▸ Stated exercise A
Retype the stretch from "Yes, in those" through "law against it." in the piece on changing social attitudes.

--- Start of Text extract ---

Yes, in those days we fortified ourselves with a generous nip before driving back in our Rovers and Austins, whether we’d washed down good food with lashings of fine wine, or 4 packets of pork scratchings with 10 pints. Everybody drove pissed then. A lot of us reckoned we drove better. Then they brought in a law against it.

Get caught over the limit now and you’ll get no soft soap from friends about stupid laws and how dare they interfere with individual liberty. No, you’ll hit a brick wall of universal disgust. Drunken driving may be illegal: it’s also become socially unacceptable. In addition to the ban and the fine, you receive a stigma. You never live that down.

Oldies have seen lots of once-tolerated practices become intolerable in this way. In the recent past, it’s fox hunting; that’s why it’ll never be re-legalised. Smokers are increasingly regarded with puzzled revulsion. You can’t shout at people at work any more; dammit, you can’t even grope them. I can think of all sorts of things that have been socially exiled in my lifetime (I’m 62). If you’re young, my prediction is that you’ll live to see the end of the acceptability of eating of animals.

If you’re in funerals there’ll be an end to practices now taken for granted. An example is undertakers walking in front of hearses. Family members will do that. There will be changes in the way undertakers interact with clients. Shroud-of-service, martyr-to-my-vocation undertakers will give way to less up-themselves, more collaborative undertakers. No stigma will attach to the old ways of doing things, though; they’ll just be regarded as quaint. Embalming will pretty much die out as clients opt out.

--- End of Text extract ---
--- Start of Source material ---

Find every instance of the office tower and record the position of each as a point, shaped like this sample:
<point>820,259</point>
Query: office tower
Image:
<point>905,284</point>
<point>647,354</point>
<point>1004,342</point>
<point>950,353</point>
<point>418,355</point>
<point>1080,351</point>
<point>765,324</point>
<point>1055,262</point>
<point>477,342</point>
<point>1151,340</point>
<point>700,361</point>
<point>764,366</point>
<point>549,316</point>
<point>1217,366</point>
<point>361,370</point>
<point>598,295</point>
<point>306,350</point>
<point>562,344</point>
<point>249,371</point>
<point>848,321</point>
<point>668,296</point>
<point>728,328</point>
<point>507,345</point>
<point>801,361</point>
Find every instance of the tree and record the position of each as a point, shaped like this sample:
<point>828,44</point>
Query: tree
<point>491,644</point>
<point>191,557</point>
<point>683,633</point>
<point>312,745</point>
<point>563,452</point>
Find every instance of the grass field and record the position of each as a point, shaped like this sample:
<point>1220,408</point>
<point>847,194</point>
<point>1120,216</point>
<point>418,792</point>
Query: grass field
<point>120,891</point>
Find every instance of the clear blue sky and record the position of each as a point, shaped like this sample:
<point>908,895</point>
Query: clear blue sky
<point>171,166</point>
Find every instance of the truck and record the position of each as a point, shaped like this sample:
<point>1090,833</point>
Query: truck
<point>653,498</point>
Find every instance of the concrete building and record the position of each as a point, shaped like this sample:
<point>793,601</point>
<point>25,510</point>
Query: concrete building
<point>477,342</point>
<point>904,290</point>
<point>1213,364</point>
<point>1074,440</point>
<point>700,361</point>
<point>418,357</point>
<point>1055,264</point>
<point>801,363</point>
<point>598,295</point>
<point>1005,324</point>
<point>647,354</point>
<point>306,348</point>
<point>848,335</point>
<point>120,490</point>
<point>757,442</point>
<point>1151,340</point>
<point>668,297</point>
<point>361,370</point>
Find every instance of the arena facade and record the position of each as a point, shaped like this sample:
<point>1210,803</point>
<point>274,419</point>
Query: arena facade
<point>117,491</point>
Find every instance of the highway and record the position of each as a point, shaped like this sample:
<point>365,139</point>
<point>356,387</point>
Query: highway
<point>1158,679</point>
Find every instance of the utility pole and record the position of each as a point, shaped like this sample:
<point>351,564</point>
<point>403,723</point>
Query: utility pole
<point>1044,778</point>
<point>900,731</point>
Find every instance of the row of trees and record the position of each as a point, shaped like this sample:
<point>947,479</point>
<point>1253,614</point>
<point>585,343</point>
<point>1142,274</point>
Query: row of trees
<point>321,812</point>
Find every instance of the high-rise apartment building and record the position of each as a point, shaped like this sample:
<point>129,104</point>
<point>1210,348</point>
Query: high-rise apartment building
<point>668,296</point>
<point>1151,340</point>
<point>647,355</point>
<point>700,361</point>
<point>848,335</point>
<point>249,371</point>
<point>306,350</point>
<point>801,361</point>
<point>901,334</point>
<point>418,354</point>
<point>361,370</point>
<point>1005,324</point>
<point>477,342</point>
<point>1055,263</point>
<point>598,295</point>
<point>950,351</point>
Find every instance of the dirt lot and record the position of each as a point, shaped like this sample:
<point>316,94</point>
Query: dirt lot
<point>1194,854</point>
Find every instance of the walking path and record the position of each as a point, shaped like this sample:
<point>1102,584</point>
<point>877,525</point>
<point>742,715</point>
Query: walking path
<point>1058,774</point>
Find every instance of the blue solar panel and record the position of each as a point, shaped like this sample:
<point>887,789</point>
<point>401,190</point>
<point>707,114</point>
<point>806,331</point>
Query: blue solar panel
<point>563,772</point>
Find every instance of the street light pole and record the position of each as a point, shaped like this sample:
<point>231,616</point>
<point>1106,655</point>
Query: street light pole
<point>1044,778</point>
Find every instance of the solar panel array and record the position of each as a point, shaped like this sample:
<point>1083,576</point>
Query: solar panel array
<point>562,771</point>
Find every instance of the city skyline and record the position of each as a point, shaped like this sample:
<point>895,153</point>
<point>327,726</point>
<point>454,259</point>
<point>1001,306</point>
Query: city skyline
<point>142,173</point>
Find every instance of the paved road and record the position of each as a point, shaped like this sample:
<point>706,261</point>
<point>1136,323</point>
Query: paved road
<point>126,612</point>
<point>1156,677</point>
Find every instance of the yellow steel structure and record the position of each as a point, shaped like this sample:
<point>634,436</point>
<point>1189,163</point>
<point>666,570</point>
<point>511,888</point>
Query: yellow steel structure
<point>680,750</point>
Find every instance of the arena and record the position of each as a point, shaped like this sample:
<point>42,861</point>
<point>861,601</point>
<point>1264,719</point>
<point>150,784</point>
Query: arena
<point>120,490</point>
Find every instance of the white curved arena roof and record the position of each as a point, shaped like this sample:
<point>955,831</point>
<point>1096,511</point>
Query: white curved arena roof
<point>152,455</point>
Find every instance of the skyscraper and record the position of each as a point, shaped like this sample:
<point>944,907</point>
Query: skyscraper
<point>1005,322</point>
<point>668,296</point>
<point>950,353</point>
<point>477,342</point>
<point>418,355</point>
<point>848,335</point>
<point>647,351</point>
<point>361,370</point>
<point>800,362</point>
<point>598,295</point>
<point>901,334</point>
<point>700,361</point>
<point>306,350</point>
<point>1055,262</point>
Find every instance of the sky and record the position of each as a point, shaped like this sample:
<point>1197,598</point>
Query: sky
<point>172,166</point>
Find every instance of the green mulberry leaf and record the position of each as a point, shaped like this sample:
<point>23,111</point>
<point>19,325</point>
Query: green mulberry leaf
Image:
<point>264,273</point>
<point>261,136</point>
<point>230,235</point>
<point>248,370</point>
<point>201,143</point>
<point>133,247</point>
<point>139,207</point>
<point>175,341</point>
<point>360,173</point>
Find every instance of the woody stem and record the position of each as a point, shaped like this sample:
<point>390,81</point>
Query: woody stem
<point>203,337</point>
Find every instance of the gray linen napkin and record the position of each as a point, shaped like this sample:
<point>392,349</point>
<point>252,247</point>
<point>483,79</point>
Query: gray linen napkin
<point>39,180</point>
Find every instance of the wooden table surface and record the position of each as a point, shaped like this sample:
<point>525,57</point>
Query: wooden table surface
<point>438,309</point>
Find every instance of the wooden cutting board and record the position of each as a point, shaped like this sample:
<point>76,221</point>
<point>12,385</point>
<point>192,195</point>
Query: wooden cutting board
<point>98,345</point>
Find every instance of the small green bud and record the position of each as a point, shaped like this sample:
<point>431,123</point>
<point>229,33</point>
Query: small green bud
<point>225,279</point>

--- End of Source material ---

▸ Stated exercise B
Write out the rows again, from their start through the line containing "<point>765,324</point>", requests included. Multiply each answer point coordinate by 0.95 and round to a whole number, halves up, but leave the sample points in the requests unchanged.

▸ Full response A
Yes, in those days we fortified ourselves with a generous nip before driving back in our Rovers and Austins, whether we’d washed down good food with lashings of fine wine, or 4 packets of pork scratchings with 10 pints. Everybody drove pissed then. A lot of us reckoned we drove better. Then they brought in a law against it.

▸ Full response B
Find every instance of the office tower and record the position of each as a point, shaped like this sample:
<point>820,259</point>
Query: office tower
Image:
<point>860,270</point>
<point>615,336</point>
<point>954,325</point>
<point>903,335</point>
<point>397,337</point>
<point>1026,333</point>
<point>727,308</point>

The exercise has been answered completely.